═════ SOURCE DATA ═════

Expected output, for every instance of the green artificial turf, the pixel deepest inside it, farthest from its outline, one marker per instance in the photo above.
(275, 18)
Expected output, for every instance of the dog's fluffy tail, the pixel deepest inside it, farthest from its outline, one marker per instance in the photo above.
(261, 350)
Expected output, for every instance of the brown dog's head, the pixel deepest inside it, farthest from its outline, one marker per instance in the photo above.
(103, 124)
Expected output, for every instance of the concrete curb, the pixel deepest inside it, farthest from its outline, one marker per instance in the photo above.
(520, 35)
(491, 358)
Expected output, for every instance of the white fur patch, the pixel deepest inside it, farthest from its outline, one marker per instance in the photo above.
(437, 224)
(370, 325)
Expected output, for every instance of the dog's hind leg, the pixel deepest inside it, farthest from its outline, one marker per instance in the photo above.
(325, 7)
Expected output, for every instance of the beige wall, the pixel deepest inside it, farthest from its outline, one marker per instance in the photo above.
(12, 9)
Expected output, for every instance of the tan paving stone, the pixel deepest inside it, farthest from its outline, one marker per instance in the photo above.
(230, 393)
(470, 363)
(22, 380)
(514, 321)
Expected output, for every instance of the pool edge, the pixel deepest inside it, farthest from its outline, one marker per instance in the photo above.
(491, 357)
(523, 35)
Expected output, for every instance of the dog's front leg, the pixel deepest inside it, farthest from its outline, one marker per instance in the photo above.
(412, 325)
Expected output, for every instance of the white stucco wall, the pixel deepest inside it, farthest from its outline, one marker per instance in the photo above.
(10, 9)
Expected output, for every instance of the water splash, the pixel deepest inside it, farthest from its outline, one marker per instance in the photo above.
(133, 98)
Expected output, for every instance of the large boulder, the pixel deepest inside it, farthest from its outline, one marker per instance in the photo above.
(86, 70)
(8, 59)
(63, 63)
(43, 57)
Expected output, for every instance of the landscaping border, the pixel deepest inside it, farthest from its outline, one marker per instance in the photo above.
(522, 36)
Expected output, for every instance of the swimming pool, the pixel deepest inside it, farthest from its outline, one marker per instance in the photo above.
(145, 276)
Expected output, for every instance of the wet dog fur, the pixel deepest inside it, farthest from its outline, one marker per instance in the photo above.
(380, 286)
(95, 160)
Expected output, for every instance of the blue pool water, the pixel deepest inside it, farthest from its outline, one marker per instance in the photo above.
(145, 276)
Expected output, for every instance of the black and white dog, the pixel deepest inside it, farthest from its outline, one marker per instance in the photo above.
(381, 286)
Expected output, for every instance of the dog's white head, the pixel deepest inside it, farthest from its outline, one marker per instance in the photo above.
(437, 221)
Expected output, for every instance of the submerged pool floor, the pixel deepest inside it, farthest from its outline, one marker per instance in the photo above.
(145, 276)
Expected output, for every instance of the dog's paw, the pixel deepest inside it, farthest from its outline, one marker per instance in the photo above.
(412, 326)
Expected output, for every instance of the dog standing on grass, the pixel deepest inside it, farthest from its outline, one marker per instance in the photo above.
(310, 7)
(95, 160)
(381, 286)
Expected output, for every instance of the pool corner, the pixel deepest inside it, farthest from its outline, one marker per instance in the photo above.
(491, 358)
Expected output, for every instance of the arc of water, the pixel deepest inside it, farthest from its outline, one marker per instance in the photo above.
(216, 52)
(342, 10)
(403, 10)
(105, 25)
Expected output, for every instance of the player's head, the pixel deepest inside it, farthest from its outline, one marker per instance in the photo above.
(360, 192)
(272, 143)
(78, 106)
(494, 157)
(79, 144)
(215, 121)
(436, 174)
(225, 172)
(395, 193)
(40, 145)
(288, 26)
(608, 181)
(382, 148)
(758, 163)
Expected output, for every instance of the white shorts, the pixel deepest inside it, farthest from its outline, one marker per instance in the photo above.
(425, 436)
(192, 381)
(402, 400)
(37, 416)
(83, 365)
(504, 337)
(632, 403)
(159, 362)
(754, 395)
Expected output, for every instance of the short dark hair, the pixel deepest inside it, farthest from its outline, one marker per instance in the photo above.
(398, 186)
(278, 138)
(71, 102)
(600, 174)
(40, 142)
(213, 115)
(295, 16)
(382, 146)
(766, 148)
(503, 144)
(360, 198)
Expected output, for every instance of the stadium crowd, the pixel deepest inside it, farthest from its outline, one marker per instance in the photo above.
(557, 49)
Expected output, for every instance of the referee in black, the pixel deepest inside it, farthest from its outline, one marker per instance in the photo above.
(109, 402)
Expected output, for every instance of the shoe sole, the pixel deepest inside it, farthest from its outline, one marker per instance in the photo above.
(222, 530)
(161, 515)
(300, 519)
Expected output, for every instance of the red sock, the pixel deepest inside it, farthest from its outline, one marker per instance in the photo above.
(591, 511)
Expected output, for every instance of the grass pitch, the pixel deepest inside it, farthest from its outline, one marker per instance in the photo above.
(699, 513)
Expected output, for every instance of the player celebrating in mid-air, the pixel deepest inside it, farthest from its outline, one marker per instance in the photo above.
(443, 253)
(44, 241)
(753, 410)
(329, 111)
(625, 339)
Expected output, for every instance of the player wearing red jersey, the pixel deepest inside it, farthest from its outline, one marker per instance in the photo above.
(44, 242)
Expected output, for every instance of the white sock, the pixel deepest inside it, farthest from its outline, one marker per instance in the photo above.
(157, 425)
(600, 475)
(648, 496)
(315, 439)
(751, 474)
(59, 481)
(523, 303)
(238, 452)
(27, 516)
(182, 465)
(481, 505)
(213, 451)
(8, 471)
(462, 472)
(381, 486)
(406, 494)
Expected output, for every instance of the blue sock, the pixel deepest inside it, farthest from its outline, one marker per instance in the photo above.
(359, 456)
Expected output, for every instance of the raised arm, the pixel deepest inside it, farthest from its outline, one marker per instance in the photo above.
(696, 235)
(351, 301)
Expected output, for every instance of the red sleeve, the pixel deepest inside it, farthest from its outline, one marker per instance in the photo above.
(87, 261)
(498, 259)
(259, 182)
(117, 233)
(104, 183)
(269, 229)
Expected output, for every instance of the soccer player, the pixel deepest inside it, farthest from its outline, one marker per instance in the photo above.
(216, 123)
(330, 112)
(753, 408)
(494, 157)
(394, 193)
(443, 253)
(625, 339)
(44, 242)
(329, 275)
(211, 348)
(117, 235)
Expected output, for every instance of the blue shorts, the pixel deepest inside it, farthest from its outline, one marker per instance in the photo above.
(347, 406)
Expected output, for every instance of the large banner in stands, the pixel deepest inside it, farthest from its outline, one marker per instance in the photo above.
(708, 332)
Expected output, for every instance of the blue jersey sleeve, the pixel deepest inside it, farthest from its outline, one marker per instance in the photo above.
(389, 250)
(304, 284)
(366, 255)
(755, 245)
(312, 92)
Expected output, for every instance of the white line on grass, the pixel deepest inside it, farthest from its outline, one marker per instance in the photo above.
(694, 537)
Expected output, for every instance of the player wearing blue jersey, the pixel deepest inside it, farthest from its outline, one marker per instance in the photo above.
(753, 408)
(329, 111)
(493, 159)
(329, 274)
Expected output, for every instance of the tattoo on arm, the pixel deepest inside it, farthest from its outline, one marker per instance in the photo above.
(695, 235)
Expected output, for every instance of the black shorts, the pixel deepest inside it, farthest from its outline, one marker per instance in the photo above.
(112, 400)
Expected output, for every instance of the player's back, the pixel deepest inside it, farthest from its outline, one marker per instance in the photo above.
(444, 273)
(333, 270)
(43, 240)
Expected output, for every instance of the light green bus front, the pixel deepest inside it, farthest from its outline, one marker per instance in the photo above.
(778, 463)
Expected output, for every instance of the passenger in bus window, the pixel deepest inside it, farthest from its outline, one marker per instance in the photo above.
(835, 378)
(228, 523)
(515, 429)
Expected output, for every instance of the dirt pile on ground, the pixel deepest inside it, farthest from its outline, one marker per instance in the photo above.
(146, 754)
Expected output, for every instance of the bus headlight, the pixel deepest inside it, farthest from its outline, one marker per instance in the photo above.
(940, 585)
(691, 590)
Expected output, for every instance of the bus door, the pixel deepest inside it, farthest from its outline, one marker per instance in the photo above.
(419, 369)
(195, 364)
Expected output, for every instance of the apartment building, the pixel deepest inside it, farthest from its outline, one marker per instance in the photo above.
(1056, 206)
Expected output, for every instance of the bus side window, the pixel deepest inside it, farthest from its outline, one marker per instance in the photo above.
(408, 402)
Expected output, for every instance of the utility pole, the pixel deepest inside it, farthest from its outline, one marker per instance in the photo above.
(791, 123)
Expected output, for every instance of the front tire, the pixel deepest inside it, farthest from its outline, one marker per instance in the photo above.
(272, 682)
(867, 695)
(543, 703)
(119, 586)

═════

**WHAT YOU WILL DO**.
Starting with the line that contains "Expected output, for every instance of the front" and going on through the last line, format these lines as a Markdown table with the columns Row and Text, leaving out any blank lines.

**ANSWER FOR THIS EXERCISE**.
| Row | Text |
|---|---|
| 1 | Expected output, for every instance of the front tire, the pixel deepest inside it, farthest from its outline, one marker per instance in the photo above. |
| 2 | (272, 682) |
| 3 | (867, 695) |
| 4 | (543, 703) |
| 5 | (119, 586) |